--- START Selected text ---

What Does it Cost to Implement Functional Safety?

What Does it Cost to Implement Functional Safety?

Everybody wants to make money on what they sell. Companies that don’t make money quickly disappear. The FFC (full factory cost) of a product depends on both the development cost to produce the very first product and the manufacturing cost for each instance of that product thereafter. To some extent the development cost can dominate, as that has to be paid whether the product ever sells or not. To break even on a product, you need to at least get enough profit to return your development cost. For software there is no manufacturing cost as such and it is all development cost. For industrial safety systems the volumes are often low compared to standard products and so the development costs can weigh more heavily.

To quote the book Digital Woes – Why We Should Not Depend On Software when discussing methods required to develop safe software “These methods are arduous, time-consuming and expensive, so we are seldom willing to use them as extensively as we should."

--- END Selected text ---
--- START Data supplied ---

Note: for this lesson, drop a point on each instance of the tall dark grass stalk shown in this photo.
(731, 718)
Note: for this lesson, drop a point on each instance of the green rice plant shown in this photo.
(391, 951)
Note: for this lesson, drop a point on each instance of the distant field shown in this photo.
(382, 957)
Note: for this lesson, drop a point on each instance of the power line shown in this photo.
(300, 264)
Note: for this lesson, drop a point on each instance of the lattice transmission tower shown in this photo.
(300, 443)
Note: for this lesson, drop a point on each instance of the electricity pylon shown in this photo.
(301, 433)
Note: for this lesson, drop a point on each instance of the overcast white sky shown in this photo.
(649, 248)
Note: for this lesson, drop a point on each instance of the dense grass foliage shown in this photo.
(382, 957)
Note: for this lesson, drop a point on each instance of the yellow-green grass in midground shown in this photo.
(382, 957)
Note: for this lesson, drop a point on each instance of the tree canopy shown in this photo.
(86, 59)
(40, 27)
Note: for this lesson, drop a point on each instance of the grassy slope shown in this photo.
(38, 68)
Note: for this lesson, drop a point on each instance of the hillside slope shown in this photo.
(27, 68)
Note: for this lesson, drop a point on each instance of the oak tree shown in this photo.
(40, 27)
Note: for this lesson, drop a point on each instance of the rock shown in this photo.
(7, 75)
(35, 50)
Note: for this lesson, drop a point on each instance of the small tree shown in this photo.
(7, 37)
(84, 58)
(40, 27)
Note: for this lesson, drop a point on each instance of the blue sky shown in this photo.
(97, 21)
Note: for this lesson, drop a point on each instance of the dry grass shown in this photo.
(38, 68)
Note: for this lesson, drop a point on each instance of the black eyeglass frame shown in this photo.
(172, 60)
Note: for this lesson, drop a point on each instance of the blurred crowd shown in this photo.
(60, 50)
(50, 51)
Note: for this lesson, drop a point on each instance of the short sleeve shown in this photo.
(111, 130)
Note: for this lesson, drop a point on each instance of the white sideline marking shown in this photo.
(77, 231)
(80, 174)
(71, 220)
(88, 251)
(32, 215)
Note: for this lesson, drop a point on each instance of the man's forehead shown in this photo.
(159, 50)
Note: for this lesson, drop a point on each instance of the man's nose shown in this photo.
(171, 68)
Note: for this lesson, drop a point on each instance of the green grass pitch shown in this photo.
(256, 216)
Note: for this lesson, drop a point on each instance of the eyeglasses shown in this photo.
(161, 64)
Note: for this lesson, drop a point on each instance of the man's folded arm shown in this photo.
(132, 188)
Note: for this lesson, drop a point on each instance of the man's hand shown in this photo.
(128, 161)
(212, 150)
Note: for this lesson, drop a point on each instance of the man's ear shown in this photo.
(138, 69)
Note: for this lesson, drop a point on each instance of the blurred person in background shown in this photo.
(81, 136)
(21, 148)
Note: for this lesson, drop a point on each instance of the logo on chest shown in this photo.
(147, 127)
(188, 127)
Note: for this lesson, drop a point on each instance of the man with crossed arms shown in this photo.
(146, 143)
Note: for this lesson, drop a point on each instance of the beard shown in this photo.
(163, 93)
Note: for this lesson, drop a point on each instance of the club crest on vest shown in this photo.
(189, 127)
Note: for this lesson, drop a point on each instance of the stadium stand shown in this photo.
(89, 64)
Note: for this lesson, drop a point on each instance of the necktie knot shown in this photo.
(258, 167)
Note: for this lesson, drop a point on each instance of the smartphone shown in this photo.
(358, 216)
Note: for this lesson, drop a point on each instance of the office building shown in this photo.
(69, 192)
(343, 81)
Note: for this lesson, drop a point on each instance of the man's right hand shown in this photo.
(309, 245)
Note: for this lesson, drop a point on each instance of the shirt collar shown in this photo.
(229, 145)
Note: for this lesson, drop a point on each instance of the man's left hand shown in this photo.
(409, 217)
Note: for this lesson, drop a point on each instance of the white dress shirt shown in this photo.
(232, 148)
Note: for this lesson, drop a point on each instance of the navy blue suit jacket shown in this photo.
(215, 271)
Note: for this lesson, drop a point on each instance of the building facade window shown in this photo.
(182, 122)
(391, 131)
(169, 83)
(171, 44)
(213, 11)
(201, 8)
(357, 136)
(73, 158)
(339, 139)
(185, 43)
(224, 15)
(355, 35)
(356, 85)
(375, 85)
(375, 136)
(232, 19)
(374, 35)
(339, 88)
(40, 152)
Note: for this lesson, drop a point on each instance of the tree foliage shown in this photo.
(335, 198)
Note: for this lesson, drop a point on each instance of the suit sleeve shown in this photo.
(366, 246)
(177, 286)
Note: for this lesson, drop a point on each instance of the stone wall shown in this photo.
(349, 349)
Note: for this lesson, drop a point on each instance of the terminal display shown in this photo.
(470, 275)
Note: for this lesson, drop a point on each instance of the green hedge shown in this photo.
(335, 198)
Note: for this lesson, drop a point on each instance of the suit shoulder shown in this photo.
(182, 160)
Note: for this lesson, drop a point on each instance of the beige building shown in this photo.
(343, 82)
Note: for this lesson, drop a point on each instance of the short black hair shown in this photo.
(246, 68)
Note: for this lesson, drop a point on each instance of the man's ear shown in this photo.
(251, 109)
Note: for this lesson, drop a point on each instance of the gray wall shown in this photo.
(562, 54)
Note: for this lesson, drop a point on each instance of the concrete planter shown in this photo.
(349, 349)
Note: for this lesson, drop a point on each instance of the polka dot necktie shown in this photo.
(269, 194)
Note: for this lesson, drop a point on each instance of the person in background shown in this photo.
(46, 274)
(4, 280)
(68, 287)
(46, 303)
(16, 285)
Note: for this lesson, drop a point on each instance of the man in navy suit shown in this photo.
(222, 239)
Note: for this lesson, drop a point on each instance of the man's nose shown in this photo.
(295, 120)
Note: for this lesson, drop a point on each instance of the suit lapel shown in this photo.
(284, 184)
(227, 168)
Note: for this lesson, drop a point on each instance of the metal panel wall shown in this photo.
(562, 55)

--- END Data supplied ---

#### [Short task 1]
Print everything in the article on functional safety costs from "Everybody wants to" down to "weigh more heavily.", word for word.
#### [Short task 2]
Write the next part of the article on functional safety costs, starting right after its last sentence.

#### [Answer 1]
Everybody wants to make money on what they sell. Companies that don’t make money quickly disappear. The FFC (full factory cost) of a product depends on both the development cost to produce the very first product and the manufacturing cost for each instance of that product thereafter. To some extent the development cost can dominate, as that has to be paid whether the product ever sells or not. To break even on a product, you need to at least get enough profit to return your development cost. For software there is no manufacturing cost as such and it is all development cost. For industrial safety systems the volumes are often low compared to standard products and so the development costs can weigh more heavily.

#### [Answer 2]
Philip Koopman in his book Better Embedded System Software states “As your failure rate approaches never, the cost to create such a system approaches infinity. So, you need to pick an acceptable failure rate, and then figure out how you are going to achieve that realistic goal.” Later in the book he states, “Hiring good developers is always a good starting point for improving software quality” and if we assume good developers cost more than standard developers that is another cost to account for. He later states “improved software process reduces the number of defects that make it to the field. And, it’s the only way we really know to approach this problem.” Therefore, we need a good process and good people both of which can be expensive. People who know how to develop to these safe standards don’t grow on trees.

You could argue that everyone of our products should be the same high level of safety but one difference with functional safety is that a product not alone needs to be safe, but you need to have a lot of documentation and analysis to demonstrate that safety. If you can’t prove the safety it is worthless. It all costs money.

All this then begs the question, how much extra does it cost to follow a process such as that in IEC 61508, ISO 26262, D0178C or similar.

The direct cost includes:

  • Training of the team members
  • Cost of extra team members to do the work including reviews and paperwork. Even if you have a high-quality process you will still need to dot the I’s and cross the T’s to meet all relevant requirements of the standards
  • External assessment
  • Adding extra safety measures to the product to mitigate sometimes relatively remote faults
  • The wages of the skilled developers

Additionally, indirect costs include

  • Delays in release to market compared to a standard product
  • Lost opportunities while your team are tied up finishing the development of the safety products

In some markets these costs can be passed onto customers and in others they are table stakes (don’t bid for the business unless it is safety compliant).

This blog will explore data available in papers etc on the estimated costs of safety and will be followed up in two weeks’ time by what it may cost if you don’t spend money on safety.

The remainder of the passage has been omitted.